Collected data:
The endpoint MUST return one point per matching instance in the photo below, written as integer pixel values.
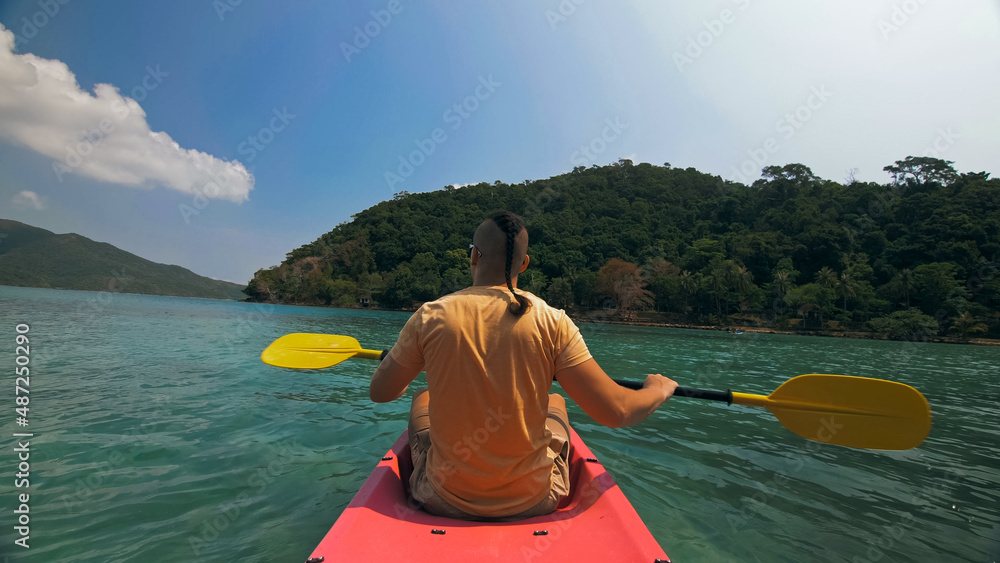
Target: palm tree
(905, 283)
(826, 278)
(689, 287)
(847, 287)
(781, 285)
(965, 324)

==

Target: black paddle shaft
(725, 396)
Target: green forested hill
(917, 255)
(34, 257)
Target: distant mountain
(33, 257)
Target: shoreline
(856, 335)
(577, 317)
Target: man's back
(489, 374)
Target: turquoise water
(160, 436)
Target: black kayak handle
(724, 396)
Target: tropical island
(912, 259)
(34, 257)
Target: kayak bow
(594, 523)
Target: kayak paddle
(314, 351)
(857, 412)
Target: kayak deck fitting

* * *

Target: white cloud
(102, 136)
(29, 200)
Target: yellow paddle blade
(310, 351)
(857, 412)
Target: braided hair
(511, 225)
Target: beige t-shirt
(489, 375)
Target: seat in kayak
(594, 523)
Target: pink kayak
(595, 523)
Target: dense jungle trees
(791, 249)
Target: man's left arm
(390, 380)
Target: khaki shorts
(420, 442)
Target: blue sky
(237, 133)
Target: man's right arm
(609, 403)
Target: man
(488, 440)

# TASK REQUIREMENTS
The entries above hold the needed span. Transcribe exactly the lines from the one with "Target: shoreline" to the one with "Target: kayak deck fitting", both included.

# ANSWER TO THE PROBLEM
Target: shoreline
(856, 335)
(577, 317)
Target: man's back
(489, 374)
Target: turquoise water
(160, 436)
Target: black kayak handle
(724, 396)
Target: tropical island
(912, 259)
(34, 257)
Target: kayak bow
(594, 523)
Target: kayak paddle
(314, 351)
(857, 412)
Target: kayak deck fitting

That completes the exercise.